If the women-should-stay-at-home club is looking to expand, this reviewer would promptly volunteer. Hold on, girls! Before those spike heels and long fingernails take aim at me, let me fill you in. For as long as I could remember, I had never imagined a life without a career outside the home. In my conscious mind, I could never think of women as being purely focused on homemaking and men as solely providers. Until two weeks ago, when this book arrived at my desk.
As I held the book, I wondered whether this was one of those works on human psychology that seem inviting at first but, as the pages turn, the whitewash wears off to reveal mind-numbing jargon. So, I suspiciously flipped through the book hoping to find a giveaway. Instead, a page carrying a list of words, each flanked by a circle on both sides, leapt out at me. The list ran thus: she, garden, her, office, he, laundry, girl, job, him, profession, his, briefcase, woman, kitchen, home, man, salary... It was a test that required respondents to place these words correctly in either category: (a) Female or Family (check the circle to the left); (b) Male or Career (circle to the right). So, obviously, "she" (Female) meant checking the circle to the left; "kitchen" (Family): tick the left circle; "office" (Career): right; "man" (Male): right. It took me less than 30 seconds, with no error - an absolute doodle. On the next page, the categories had been slightly altered: (a) Female or Career; (b) Male or Family. I did finish this one, only with different results: in 45 seconds, with - the club Board may take note - two errors.

**WRITTEN INSTRUCTION A:**
Answer from the review:
(i) How long did the reviewer take to finish the first word test, and with how many errors?
(ii) What two categories did the second page of the test use?
(iii) When did the book arrive at the reviewer's desk?
The review and the records have no connection to each other.

**MATERIAL FOR THIS TASK:**
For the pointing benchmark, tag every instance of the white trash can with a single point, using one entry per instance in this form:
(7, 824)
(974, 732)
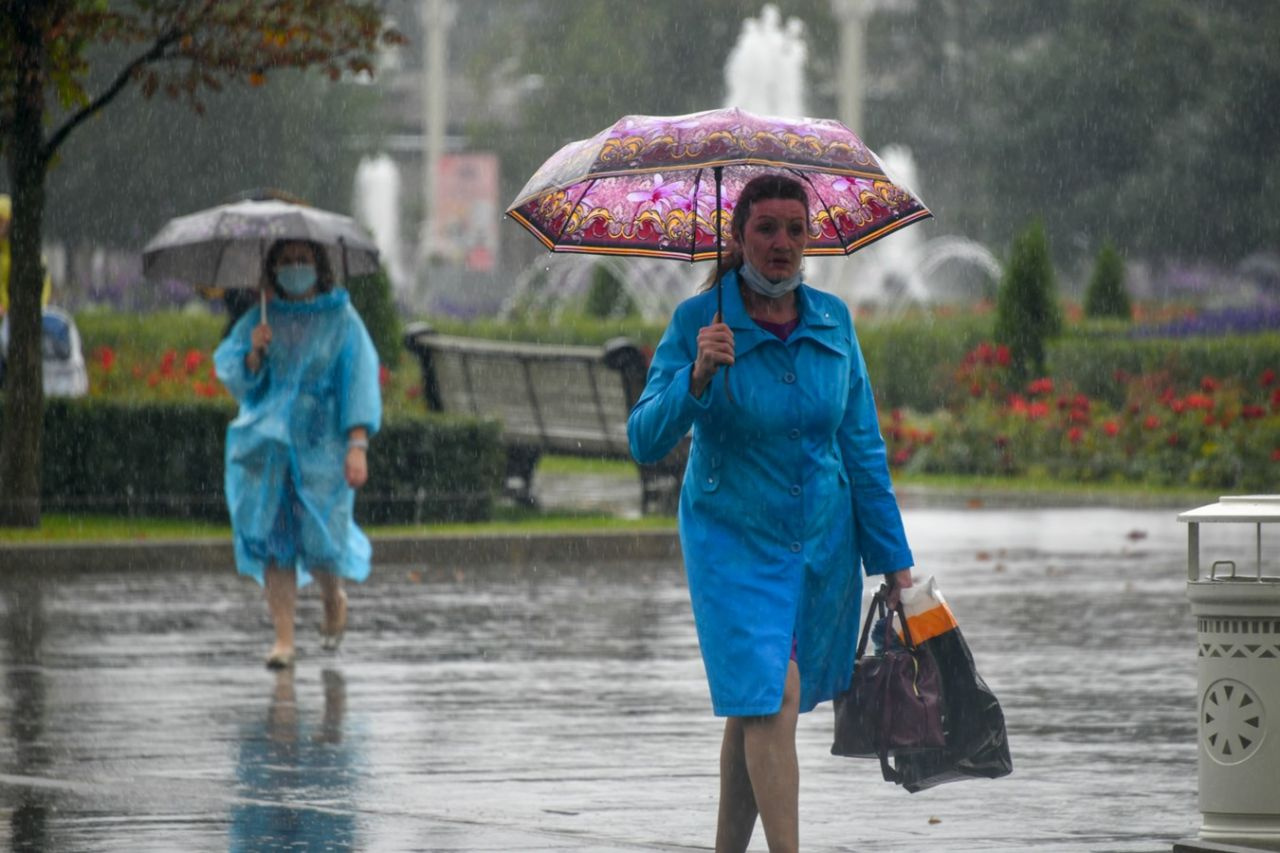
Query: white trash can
(1237, 611)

**WRITTEN INSTRUCTION B:** Print the records line for line, without any change. Leave out the pictures.

**TASK ANSWER A:**
(i) Less than 30 seconds, with no error.
(ii) (a) Female or Career; (b) Male or Family.
(iii) Two weeks ago.

**TASK ANSWER B:**
For the pointing benchmark, tag every instance of the white trash can with a single point, using one entry per instance in this form:
(7, 824)
(974, 732)
Query: white trash can
(1237, 611)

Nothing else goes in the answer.